Data lines
______
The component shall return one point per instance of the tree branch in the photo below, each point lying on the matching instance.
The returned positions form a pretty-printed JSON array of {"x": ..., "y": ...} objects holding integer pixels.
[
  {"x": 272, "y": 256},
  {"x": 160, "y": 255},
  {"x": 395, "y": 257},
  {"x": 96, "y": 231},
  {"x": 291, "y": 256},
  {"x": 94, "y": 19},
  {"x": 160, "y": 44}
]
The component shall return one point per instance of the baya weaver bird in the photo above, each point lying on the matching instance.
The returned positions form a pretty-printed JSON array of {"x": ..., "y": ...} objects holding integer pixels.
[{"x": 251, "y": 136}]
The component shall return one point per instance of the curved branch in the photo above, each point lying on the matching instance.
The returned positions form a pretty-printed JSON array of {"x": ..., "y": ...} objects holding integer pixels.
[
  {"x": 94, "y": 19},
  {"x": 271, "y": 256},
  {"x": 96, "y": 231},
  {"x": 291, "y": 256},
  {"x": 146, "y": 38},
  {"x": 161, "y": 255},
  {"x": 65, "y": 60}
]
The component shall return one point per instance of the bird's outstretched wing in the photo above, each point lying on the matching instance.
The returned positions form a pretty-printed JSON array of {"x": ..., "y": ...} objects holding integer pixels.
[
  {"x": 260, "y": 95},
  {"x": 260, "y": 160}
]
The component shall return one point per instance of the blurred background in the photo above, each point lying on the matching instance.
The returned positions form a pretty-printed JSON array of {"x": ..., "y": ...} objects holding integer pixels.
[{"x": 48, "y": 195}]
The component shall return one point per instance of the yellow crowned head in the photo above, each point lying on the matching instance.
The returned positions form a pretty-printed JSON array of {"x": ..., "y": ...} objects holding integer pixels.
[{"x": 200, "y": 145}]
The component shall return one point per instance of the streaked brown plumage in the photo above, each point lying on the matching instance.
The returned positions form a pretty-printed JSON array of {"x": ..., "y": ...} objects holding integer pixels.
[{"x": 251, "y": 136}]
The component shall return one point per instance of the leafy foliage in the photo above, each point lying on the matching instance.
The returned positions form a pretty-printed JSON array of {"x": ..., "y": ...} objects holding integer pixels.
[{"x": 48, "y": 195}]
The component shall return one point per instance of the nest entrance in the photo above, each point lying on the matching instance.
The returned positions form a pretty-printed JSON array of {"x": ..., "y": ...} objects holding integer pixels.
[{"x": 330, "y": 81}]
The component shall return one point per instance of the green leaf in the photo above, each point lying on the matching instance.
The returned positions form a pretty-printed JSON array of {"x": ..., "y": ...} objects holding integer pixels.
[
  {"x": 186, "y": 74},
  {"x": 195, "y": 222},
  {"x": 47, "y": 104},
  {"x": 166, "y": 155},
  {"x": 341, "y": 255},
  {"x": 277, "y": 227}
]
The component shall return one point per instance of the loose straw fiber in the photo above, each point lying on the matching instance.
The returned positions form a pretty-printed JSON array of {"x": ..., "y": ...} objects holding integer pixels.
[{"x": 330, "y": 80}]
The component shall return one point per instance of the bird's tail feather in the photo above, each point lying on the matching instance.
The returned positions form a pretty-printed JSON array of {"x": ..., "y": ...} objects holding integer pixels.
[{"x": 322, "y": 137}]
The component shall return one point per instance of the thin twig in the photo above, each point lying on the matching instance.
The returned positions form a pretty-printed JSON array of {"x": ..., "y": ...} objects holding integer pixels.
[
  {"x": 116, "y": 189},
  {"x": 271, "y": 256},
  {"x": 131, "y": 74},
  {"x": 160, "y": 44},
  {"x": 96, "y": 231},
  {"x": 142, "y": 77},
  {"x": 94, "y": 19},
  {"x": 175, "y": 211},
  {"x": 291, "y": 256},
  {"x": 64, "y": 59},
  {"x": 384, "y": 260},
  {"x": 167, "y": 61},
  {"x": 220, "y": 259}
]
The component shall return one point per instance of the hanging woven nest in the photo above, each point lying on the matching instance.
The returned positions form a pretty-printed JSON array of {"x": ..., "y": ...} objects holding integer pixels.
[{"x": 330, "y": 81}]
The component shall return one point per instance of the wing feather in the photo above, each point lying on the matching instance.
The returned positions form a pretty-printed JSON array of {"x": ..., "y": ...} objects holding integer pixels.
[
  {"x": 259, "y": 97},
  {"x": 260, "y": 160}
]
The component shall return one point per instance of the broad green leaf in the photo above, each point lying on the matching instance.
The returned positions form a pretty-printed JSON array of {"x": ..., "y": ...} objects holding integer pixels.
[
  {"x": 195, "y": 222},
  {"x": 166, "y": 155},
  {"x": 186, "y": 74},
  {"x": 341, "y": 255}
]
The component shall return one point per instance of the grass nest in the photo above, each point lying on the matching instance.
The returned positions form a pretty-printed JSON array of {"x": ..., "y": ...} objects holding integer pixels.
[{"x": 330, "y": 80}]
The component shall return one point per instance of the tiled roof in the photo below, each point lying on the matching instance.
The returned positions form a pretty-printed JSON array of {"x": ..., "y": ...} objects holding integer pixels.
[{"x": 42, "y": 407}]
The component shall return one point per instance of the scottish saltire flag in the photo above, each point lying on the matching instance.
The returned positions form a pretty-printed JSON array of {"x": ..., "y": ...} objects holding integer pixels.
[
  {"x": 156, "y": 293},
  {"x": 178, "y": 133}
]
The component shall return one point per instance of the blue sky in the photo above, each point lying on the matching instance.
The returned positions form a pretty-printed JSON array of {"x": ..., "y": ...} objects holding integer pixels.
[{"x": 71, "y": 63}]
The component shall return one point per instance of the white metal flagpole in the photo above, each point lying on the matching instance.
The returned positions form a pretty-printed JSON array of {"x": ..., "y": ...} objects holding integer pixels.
______
Task details ▸
Write out all of the items above, keeping every word, number and symbol unchanged.

Output below ▸
The component shall return one point per instance of the tree branch in the photo below, each point lying on the matching instance.
The returned positions form a pretty-printed JSON array of {"x": ..., "y": ...} objects holding integer pixels.
[
  {"x": 272, "y": 256},
  {"x": 160, "y": 255},
  {"x": 395, "y": 257},
  {"x": 96, "y": 231},
  {"x": 291, "y": 256},
  {"x": 94, "y": 19},
  {"x": 160, "y": 44}
]
The component shall return one point per instance of the baya weaver bird in the photo above, each point lying on the matching instance.
The returned positions form a pretty-printed JSON array of {"x": ..., "y": ...} objects holding integer pixels.
[{"x": 251, "y": 136}]
The component shall return one point per instance of the curved branch in the photo above, each point lying on the matching instance.
The returned positions form a pretty-printed JSON array of {"x": ..., "y": ...} objects holding integer pixels.
[
  {"x": 94, "y": 19},
  {"x": 271, "y": 256},
  {"x": 96, "y": 231},
  {"x": 291, "y": 256},
  {"x": 146, "y": 38},
  {"x": 161, "y": 255},
  {"x": 65, "y": 60}
]
The component shall return one point per instance of the bird's outstretched wing in the photo above, each point lying on the matching instance.
The returned positions form a pretty-printed JSON array of {"x": ..., "y": ...} objects holding integer pixels.
[
  {"x": 260, "y": 95},
  {"x": 260, "y": 160}
]
The component shall return one point per instance of the blurred background in the photo above, each point lying on the matching instance.
The returned positions form a pretty-printed JSON array of {"x": ..., "y": ...} objects holding integer pixels.
[{"x": 48, "y": 195}]
The component shall return one point per instance of the yellow crowned head in the photo above, each point lying on the matching instance.
The returned positions form a pretty-printed JSON array of {"x": ..., "y": ...} objects holding integer pixels.
[{"x": 200, "y": 145}]
The component shall return one point per instance of the streaked brown plumage in the photo above, each point lying on the matching instance.
The returned positions form a pretty-printed JSON array of {"x": ..., "y": ...} objects holding integer pixels.
[{"x": 251, "y": 136}]
The component shall return one point per instance of the leafy foliage in the photo above, each point lying on the matching instance.
The returned positions form a pretty-printed JSON array of {"x": ..., "y": ...} objects holding integer pixels.
[{"x": 48, "y": 195}]
The component shall return one point per instance of the nest entrance in the photo above, each point lying on the matching instance.
The returned positions form a pretty-printed JSON array of {"x": ..., "y": ...} objects holding integer pixels.
[{"x": 330, "y": 81}]
The component shall return one point per instance of the green leaf in the photo above, each point lying on the matching instance.
The returned positions form a pretty-printed JSON array of {"x": ..., "y": ...} objects holding integer pixels.
[
  {"x": 186, "y": 74},
  {"x": 195, "y": 222},
  {"x": 47, "y": 104},
  {"x": 166, "y": 155},
  {"x": 341, "y": 255},
  {"x": 277, "y": 227}
]
The component shall return one point per instance of the loose straw fiber in the photo above, each point lying on the matching instance.
The returned positions form a pretty-printed JSON array of {"x": ..., "y": ...} objects holding integer pixels.
[{"x": 330, "y": 80}]
The component shall return one point per instance of the bird's tail feather in the photo above, each point lying on the matching instance.
The returned positions form a pretty-printed JSON array of {"x": ..., "y": ...} objects holding integer pixels.
[{"x": 322, "y": 137}]
The component shall return one point per instance of the thin twig in the photo above, each point lying on the matching instance.
The returned positions form a pretty-printed JSON array of {"x": ..., "y": ...} objects holding integer pixels.
[
  {"x": 116, "y": 189},
  {"x": 271, "y": 256},
  {"x": 131, "y": 74},
  {"x": 160, "y": 44},
  {"x": 96, "y": 231},
  {"x": 142, "y": 77},
  {"x": 94, "y": 19},
  {"x": 175, "y": 211},
  {"x": 291, "y": 256},
  {"x": 64, "y": 59},
  {"x": 384, "y": 260},
  {"x": 167, "y": 61},
  {"x": 220, "y": 259}
]
The component shall return one point per instance of the hanging woven nest in the photo above, each point lying on the matching instance.
The returned positions form a pretty-printed JSON array of {"x": ..., "y": ...} objects holding integer pixels.
[{"x": 330, "y": 81}]
The component shall return one point per instance of the wing feather in the photo above, each point lying on the matching instance.
The returned positions form a pretty-printed JSON array of {"x": ..., "y": ...} objects holding integer pixels.
[
  {"x": 259, "y": 97},
  {"x": 260, "y": 160}
]
The component shall return one point per instance of the broad green leaf in the photo above, each point lying on the matching instance.
The returned positions form a pretty-printed JSON array of {"x": ..., "y": ...} objects holding integer pixels.
[
  {"x": 195, "y": 222},
  {"x": 166, "y": 155},
  {"x": 186, "y": 74},
  {"x": 341, "y": 255}
]
The component shall return one point per instance of the grass nest in the photo above, each point lying on the matching instance.
The returned positions form a pretty-printed JSON array of {"x": ..., "y": ...} objects holding integer pixels.
[{"x": 330, "y": 80}]
The component shall return one point per instance of the tiled roof in the photo below, each point lying on the matching instance.
The returned positions form a pretty-printed JSON array of {"x": ..., "y": ...} objects holding integer pixels.
[{"x": 42, "y": 407}]
The component shall return one point per instance of the scottish saltire flag in the photo above, each point lying on the matching instance.
The returned positions form a pretty-printed JSON array of {"x": ..., "y": ...} objects holding integer pixels.
[
  {"x": 156, "y": 293},
  {"x": 178, "y": 133}
]
The component shall return one point per instance of the blue sky in the photo above, each point lying on the matching instance.
The returned positions form a pretty-printed JSON array of {"x": ..., "y": ...} objects holding integer pixels.
[{"x": 71, "y": 63}]
The component shall return one point per instance of the white metal flagpole in the photo above, each point lying on the matching instance.
The returned positions form a pretty-printed JSON array of {"x": ..., "y": ...} objects holding integer pixels.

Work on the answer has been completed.